動画生成AIで架空の商品のCMを作る手順を紹介した文章の続きを、最後の文の後から書き進めること。

▸ 読解用抜粋
'''

既に、弊サイト内で無料の動画生成AI、Runway Gen2についてRunway Gen2 無料で使ってみた:写真付き解説【登録方法】にて操作方法とできる事についてご紹介致しました。今回は、実践編として架空の商品の企画、CMディレクション、制作までを行います。
制作の手順
作業内容とツールはそれぞれ下記の通りです。
- AIでのAM企画 商品の企画、CMシナリオ作成、動画制作のプロンプト作り:ChatGPT4
- 動画生成AIの活用 複数コマの動画作成:Runway Gen2 無料版
- 最後の仕上げ 動画つなぎ合わせ:Adobe After Effect
生成AIでのCM企画
商品の企画、CMシナリオ作成、動画制作のプロンプト作り(ChatGPT4)
まずは商品の企画をChatGPTに依頼します。
対象をいくつか想定し、会話調のプロンプトでアイデアの壁打ちを行います。
今回の目的はGen2を活用した広告作成と、Gen2自体と仲良くなることなのでできるだけAIでの動画作成がイメージしやすい商品を対象とします。
飲み物、食べ物のCMとなると飲む、食べるという動作を伴うので、難易度が高くなることが想像され、身体的な動きが少なく、情景が主体となるような商品を対象とすることにします。

'''

▸ 生データ
'''

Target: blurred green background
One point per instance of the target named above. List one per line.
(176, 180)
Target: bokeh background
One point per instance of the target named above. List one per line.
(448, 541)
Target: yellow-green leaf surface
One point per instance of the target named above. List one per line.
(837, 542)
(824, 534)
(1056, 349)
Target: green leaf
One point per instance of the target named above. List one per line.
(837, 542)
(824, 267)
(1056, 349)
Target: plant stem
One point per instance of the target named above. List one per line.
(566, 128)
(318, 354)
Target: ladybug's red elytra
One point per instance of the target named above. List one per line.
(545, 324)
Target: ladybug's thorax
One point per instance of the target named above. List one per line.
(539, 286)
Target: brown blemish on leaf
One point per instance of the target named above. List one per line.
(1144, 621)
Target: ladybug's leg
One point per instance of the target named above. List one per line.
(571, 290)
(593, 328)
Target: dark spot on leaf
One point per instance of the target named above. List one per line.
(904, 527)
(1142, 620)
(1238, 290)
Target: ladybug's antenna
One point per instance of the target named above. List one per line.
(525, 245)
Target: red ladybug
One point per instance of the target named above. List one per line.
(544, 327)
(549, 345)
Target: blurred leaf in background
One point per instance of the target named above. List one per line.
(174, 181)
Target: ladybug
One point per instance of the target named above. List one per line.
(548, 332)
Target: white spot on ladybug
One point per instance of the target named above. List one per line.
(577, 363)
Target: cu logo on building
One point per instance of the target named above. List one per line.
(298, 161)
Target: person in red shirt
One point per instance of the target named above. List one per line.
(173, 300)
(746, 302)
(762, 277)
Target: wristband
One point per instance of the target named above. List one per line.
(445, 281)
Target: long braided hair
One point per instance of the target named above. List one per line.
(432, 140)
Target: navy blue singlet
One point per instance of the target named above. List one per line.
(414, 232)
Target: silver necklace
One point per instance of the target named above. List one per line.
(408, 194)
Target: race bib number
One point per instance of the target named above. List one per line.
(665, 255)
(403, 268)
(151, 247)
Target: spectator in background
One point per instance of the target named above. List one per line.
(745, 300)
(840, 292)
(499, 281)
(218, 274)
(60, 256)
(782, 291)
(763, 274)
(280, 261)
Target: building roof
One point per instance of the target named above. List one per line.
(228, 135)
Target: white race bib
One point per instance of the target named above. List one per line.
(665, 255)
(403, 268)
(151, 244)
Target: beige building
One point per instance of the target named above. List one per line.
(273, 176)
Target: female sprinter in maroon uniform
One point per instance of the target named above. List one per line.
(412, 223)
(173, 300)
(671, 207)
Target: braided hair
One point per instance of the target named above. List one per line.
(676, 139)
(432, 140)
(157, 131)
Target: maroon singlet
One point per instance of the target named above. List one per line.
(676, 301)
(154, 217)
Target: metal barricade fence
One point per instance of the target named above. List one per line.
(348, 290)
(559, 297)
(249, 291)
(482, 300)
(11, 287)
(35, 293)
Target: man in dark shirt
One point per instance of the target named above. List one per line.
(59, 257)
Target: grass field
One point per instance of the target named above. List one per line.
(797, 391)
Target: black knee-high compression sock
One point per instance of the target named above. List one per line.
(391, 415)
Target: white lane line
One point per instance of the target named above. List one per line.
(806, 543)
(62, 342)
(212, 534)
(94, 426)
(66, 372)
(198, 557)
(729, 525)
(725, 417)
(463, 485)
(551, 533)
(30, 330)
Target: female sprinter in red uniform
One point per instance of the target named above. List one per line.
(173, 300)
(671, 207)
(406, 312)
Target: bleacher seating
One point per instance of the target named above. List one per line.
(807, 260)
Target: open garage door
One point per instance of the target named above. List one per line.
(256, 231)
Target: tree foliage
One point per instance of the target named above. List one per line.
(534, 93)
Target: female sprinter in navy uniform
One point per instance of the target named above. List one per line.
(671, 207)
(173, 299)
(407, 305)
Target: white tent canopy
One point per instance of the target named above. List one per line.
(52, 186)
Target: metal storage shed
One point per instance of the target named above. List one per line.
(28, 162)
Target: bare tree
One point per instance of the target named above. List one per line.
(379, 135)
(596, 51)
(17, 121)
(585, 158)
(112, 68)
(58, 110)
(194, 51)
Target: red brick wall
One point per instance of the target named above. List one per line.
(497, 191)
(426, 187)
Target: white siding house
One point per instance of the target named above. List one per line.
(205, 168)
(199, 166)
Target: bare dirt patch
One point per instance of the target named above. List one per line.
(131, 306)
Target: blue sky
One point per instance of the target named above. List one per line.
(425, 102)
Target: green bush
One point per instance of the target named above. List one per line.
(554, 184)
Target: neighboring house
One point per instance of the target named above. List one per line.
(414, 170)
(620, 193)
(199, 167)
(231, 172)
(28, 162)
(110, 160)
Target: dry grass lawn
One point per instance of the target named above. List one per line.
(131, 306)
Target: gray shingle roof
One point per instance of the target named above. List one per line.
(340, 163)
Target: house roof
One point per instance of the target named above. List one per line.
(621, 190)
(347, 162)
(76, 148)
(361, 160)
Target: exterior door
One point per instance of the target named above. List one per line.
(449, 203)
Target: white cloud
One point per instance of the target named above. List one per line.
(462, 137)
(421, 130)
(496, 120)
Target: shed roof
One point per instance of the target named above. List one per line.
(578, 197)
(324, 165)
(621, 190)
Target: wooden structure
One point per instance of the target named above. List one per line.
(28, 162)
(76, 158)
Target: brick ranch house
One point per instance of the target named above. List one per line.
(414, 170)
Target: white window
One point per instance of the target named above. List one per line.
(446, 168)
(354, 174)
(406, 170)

'''

▸ 課題の結果
ChatGPTと議論した結果、CM制作については「新しいスマートフォン・商品名"EcoSmart Pro"」にします。
商品名、商品概要、特徴、ターゲット市場、マーケティング戦略等はすべてChatGPTに策定させます。それらに加え、下記の様な工程もChatGPTに任せました。
- 複数のコンセプト提案
- 上記から選択したCMの台本作成
- CMのシーンの設定(今回は結果5シーン)
- 各シーンのカメラの種類、撮影アングル、ロケーションの設定
- 動画生成AIへの指示出し用のプロンプト作成
- 上記プロンプトの翻訳
書き出すと大変あっさりしていますが、これをプロジェクトとして実施しようとするとどれだけの工数、時間がかかるのか、想像するだけで辟易します。なお、この作業自体はChatGPT4である必要はなく、ChatGPT3でもスムーズに行えます。
動画生成AIの活用
5コマの動画作成( Runway Gen2 無料版)
遂にGen2に流し込む作業となります。
ChatGPTで作った各シーンのプロンプトを1話ずつ流し込んでいきます。
こちらは、ChatGPTが作成したプロンプトの通りに入力した際に生成された動画のスクリーンショットです。思い描いていたものとは少々異なった出力となりました。
想定していたシーンは下記です。
Gen2のプロンプトの入力は英語ですが、翻訳すると下記です。
「カフェのテラスで、持続可能なスマートフォンを調べている若い女性のクローズアップ写真です。周りには自然な家具や植物があり、自然光の中で、手持ちカメラで撮影されており、肩越しのアングルです。」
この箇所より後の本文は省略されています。